### EXERCISE AIM
Exactly as they appear below, repeat the lines from the one with "Within an <instance>" through the one with "39L84 96L177 124L390", and no others.

### LISTED RECORDS
====
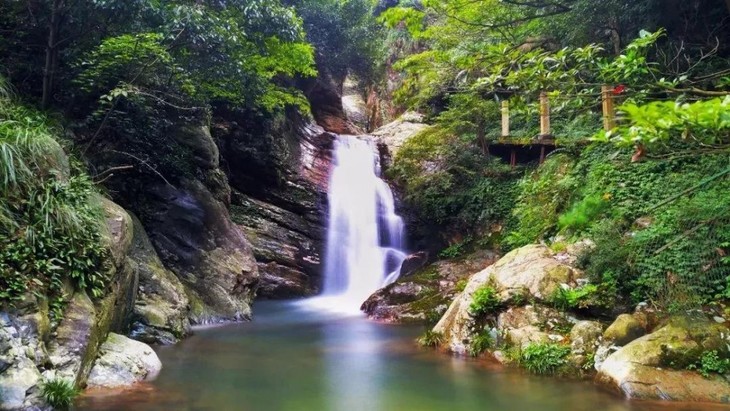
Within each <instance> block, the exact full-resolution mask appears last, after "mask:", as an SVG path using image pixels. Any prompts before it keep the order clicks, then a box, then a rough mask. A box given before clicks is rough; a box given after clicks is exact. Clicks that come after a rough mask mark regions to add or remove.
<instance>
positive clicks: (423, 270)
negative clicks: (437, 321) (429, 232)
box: [361, 251, 497, 323]
mask: <svg viewBox="0 0 730 411" xmlns="http://www.w3.org/2000/svg"><path fill="white" fill-rule="evenodd" d="M496 259H497V255H496V254H495V253H493V252H490V251H479V252H476V253H474V254H471V255H469V256H467V257H465V258H463V259H459V260H458V261H449V260H446V261H438V262H436V263H433V264H431V265H428V266H425V267H421V268H419V269H417V270H415V272H414V273H412V274H411V275H408V276H405V277H401V278H399V279H398V280H397V281H396V282H395V283H393V284H391V285H389V286H387V287H384V288H382V289H380V290H378V291H377V292H375V293H374V294H373V295H371V296H370V298H368V299H367V301H365V302H364V303H363V305H362V307H361V309H362V310H363V311H365V313H366V314H367V315H368V317H369V318H371V319H373V320H377V321H383V322H389V323H403V322H424V321H426V320H427V319H431V320H433V318H428V317H433V316H441V315H442V314H443V313H444V311H445V310H446V308H447V307H448V305H449V304H450V303H451V301H452V300H453V299H454V297H455V296H456V294H457V292H456V290H455V288H456V285H457V283H458V282H459V281H464V280H466V278H468V276H469V275H471V274H472V273H474V272H477V271H480V270H482V269H484V268H485V267H487V266H489V265H490V264H492V263H493V262H494V261H495V260H496ZM404 291H408V292H404ZM437 318H438V317H437Z"/></svg>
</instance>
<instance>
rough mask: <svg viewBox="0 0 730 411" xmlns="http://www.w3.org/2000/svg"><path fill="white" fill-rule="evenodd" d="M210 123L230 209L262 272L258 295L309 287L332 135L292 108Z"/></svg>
mask: <svg viewBox="0 0 730 411" xmlns="http://www.w3.org/2000/svg"><path fill="white" fill-rule="evenodd" d="M233 120H235V121H233ZM214 124H215V126H214V128H213V135H214V137H215V139H216V140H217V141H218V144H219V145H220V148H221V155H222V157H223V163H224V165H225V168H226V169H227V170H228V173H229V178H230V183H231V186H232V188H233V195H232V205H231V217H232V219H233V221H234V222H235V223H236V224H237V225H238V227H239V228H240V229H241V230H242V231H243V232H244V234H245V236H246V237H247V239H248V240H249V241H250V242H251V245H252V249H253V253H254V256H255V257H256V261H257V263H258V270H259V272H260V274H261V279H260V283H259V289H258V296H259V297H263V298H292V297H303V296H309V295H312V294H315V293H316V292H317V291H318V289H319V286H320V283H321V272H322V268H321V257H320V255H321V253H322V249H323V243H324V238H325V237H324V227H325V225H326V221H325V218H324V216H325V210H326V198H327V185H328V182H329V170H330V167H331V162H332V147H333V141H334V139H335V136H334V135H333V134H331V133H327V132H325V131H324V129H322V128H321V127H319V126H317V125H315V124H313V123H311V122H309V121H307V120H306V119H303V118H301V117H299V116H296V115H294V114H291V113H290V114H288V115H287V116H286V117H284V118H282V119H281V120H280V121H274V122H268V123H266V122H263V123H260V124H258V125H256V126H255V127H252V126H250V124H251V122H250V121H247V119H246V118H238V117H235V116H233V117H231V118H225V119H224V118H216V119H215V121H214ZM243 124H246V126H244V125H243Z"/></svg>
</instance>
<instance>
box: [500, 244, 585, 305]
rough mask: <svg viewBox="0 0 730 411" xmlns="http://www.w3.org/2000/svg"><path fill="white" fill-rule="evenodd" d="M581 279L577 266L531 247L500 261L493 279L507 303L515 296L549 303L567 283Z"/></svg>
mask: <svg viewBox="0 0 730 411" xmlns="http://www.w3.org/2000/svg"><path fill="white" fill-rule="evenodd" d="M580 276H581V274H580V273H579V272H578V271H576V270H575V269H574V268H573V267H571V266H569V265H566V264H564V263H562V262H560V261H558V260H556V259H555V258H553V257H552V252H551V251H550V249H549V248H547V247H545V246H543V245H528V246H525V247H522V248H518V249H516V250H513V251H512V252H510V253H509V254H507V255H505V256H504V258H502V259H501V260H499V261H497V262H496V263H495V264H494V266H493V267H492V273H491V275H490V276H489V278H490V280H492V281H493V282H494V284H495V287H496V288H497V291H499V293H500V297H501V299H502V300H503V301H508V300H510V299H512V298H514V297H521V298H524V297H532V298H534V299H536V300H538V301H547V300H548V299H549V298H550V297H552V295H553V294H554V293H555V292H556V291H557V290H558V288H560V287H561V286H563V284H567V285H575V281H576V280H577V279H578V278H580ZM525 294H527V295H525Z"/></svg>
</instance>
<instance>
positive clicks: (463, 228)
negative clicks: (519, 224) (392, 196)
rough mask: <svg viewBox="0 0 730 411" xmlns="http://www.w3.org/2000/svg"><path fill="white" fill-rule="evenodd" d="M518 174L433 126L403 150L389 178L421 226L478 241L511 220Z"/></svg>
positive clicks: (399, 154)
mask: <svg viewBox="0 0 730 411" xmlns="http://www.w3.org/2000/svg"><path fill="white" fill-rule="evenodd" d="M518 172H519V171H514V170H512V169H510V168H509V167H508V166H506V165H505V164H503V163H502V162H501V161H500V160H499V159H497V158H493V157H487V156H485V155H484V154H483V153H482V152H481V150H480V149H478V148H477V147H475V146H474V145H473V144H470V143H469V142H468V141H465V140H463V139H461V138H459V137H457V136H455V135H454V134H451V133H450V132H448V131H445V130H443V129H440V128H437V127H434V128H431V129H427V130H425V131H424V132H422V133H420V134H418V135H417V136H414V137H413V138H411V139H409V140H408V141H407V142H406V143H405V144H404V145H403V147H402V148H401V150H400V151H399V152H398V155H397V156H396V159H395V161H394V164H393V166H392V167H391V168H390V169H389V170H388V176H389V177H390V178H391V179H392V180H394V181H395V182H396V184H397V185H399V186H400V187H401V188H402V189H403V192H404V194H405V201H406V202H407V203H408V205H410V206H411V207H412V208H413V209H414V210H417V212H418V216H419V218H420V219H421V220H422V221H424V222H428V223H427V224H428V225H435V226H438V227H441V228H444V229H447V227H448V229H447V230H448V231H453V232H460V233H466V236H469V235H472V234H473V235H472V237H474V238H477V237H478V236H480V235H482V234H483V231H488V230H489V229H490V226H491V225H493V224H498V223H500V222H501V221H503V220H505V219H506V218H507V216H508V214H509V210H510V208H511V207H512V198H513V197H512V196H513V193H514V191H515V190H514V185H515V181H516V176H517V175H518V174H517V173H518ZM453 251H458V250H453Z"/></svg>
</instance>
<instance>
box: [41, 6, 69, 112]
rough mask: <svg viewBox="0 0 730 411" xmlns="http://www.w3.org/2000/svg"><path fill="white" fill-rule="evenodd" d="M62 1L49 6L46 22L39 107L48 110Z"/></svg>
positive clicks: (56, 61) (56, 58) (61, 7)
mask: <svg viewBox="0 0 730 411" xmlns="http://www.w3.org/2000/svg"><path fill="white" fill-rule="evenodd" d="M63 2H64V0H53V4H52V5H51V19H50V21H49V22H48V43H47V44H46V64H45V67H44V68H43V97H42V98H41V105H42V106H43V108H44V109H45V108H48V106H49V105H50V103H51V95H52V94H53V80H54V79H55V75H56V67H58V50H57V47H58V44H56V43H57V42H58V28H59V26H60V21H61V9H62V8H63Z"/></svg>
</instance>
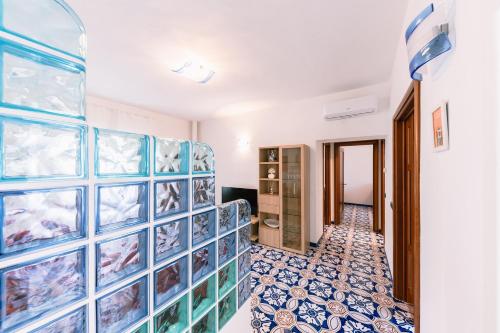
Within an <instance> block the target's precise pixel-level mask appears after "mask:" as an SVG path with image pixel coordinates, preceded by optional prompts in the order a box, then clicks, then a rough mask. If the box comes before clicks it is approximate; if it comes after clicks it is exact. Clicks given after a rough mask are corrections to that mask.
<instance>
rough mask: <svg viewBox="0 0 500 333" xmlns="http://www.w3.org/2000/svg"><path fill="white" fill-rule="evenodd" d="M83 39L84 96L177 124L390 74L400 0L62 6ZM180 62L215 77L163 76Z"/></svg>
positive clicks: (337, 87) (353, 0)
mask: <svg viewBox="0 0 500 333" xmlns="http://www.w3.org/2000/svg"><path fill="white" fill-rule="evenodd" d="M67 2H68V3H69V4H70V5H71V6H72V7H73V8H74V9H75V10H76V11H77V13H78V14H79V15H80V16H81V18H82V20H83V22H84V24H85V25H86V28H87V33H88V41H89V56H88V81H87V86H88V92H89V93H90V94H94V95H98V96H102V97H106V98H110V99H114V100H117V101H121V102H125V103H129V104H133V105H136V106H142V107H146V108H149V109H152V110H157V111H161V112H165V113H168V114H173V115H177V116H180V117H183V118H187V119H198V120H200V119H206V118H210V117H213V116H217V115H221V114H228V113H236V112H241V111H248V110H252V109H259V108H265V107H267V106H270V105H274V104H276V103H281V102H289V101H291V100H298V99H304V98H309V97H315V96H319V95H323V94H328V93H332V92H337V91H343V90H348V89H353V88H357V87H361V86H366V85H370V84H374V83H378V82H382V81H386V80H388V79H389V77H390V72H391V69H392V63H393V59H394V54H395V50H396V45H397V42H398V41H399V36H400V32H401V28H402V23H403V17H404V12H405V10H406V6H407V0H377V1H371V0H349V1H344V0H314V1H307V0H201V1H200V0H175V1H174V0H141V1H137V0H134V1H132V0H67ZM188 58H194V59H200V60H202V61H204V62H205V63H207V64H209V65H210V66H211V67H212V68H213V69H214V70H215V71H216V74H215V76H214V78H213V79H212V81H210V82H209V83H208V84H205V85H203V84H198V83H195V82H192V81H189V80H187V79H186V78H184V77H181V76H179V75H177V74H174V73H172V72H171V71H170V69H169V68H170V67H171V66H173V65H175V64H178V63H182V62H183V61H185V60H187V59H188Z"/></svg>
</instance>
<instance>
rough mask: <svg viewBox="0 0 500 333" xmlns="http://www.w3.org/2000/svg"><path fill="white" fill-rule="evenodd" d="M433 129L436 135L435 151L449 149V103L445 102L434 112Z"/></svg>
mask: <svg viewBox="0 0 500 333" xmlns="http://www.w3.org/2000/svg"><path fill="white" fill-rule="evenodd" d="M432 131H433V135H434V139H433V144H434V151H435V152H440V151H444V150H448V149H449V146H450V143H449V134H448V103H443V105H441V106H440V107H439V108H437V109H436V110H435V111H434V112H432Z"/></svg>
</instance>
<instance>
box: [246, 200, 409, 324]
mask: <svg viewBox="0 0 500 333" xmlns="http://www.w3.org/2000/svg"><path fill="white" fill-rule="evenodd" d="M344 216H345V218H344V223H343V224H342V225H340V226H330V227H329V228H327V229H326V231H325V234H324V237H323V240H322V241H321V243H320V244H319V246H318V248H315V249H312V250H311V251H309V253H308V255H307V256H298V255H295V254H292V253H290V252H285V251H280V250H276V249H273V248H269V247H265V246H262V245H254V246H253V247H252V290H253V293H252V327H253V332H254V333H261V332H273V333H278V332H280V333H288V332H308V333H309V332H310V333H313V332H324V333H326V332H328V333H333V332H349V333H361V332H383V333H396V332H413V321H412V315H411V313H410V311H411V309H410V307H409V306H408V305H407V304H404V303H401V302H398V301H396V300H394V299H393V298H392V296H391V295H392V279H391V273H390V270H389V266H388V262H387V258H386V256H385V251H384V245H383V238H382V237H381V236H379V235H376V234H375V233H373V232H371V220H372V211H371V208H367V207H363V206H354V205H347V206H346V209H345V213H344Z"/></svg>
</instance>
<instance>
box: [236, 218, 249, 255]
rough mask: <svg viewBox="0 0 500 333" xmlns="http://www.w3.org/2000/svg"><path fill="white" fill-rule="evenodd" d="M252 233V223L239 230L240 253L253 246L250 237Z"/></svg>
mask: <svg viewBox="0 0 500 333" xmlns="http://www.w3.org/2000/svg"><path fill="white" fill-rule="evenodd" d="M251 235H252V226H251V225H250V224H248V225H246V226H244V227H241V228H240V229H239V230H238V253H242V252H243V251H245V250H247V249H249V248H250V247H251V246H252V243H251V241H250V237H251Z"/></svg>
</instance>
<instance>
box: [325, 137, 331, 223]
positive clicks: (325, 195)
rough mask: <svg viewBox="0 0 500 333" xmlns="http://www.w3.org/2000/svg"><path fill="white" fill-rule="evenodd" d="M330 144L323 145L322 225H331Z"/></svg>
====
### OUTPUT OF THE TASK
Within an <instance> block the target's precise pixel-level mask appears after "mask:" as an SVG path with image pixel coordinates, preceded by optional prompts in the order a box, then clicks, then a rough mask. If the box comes before clicks it is approximate; if it comes after clicks it is exact. Clicks given after a rough mask are corrections to that mask.
<instance>
rough mask: <svg viewBox="0 0 500 333" xmlns="http://www.w3.org/2000/svg"><path fill="white" fill-rule="evenodd" d="M83 39L84 96L177 124L390 74L400 0L62 6ZM180 62L215 77L163 76Z"/></svg>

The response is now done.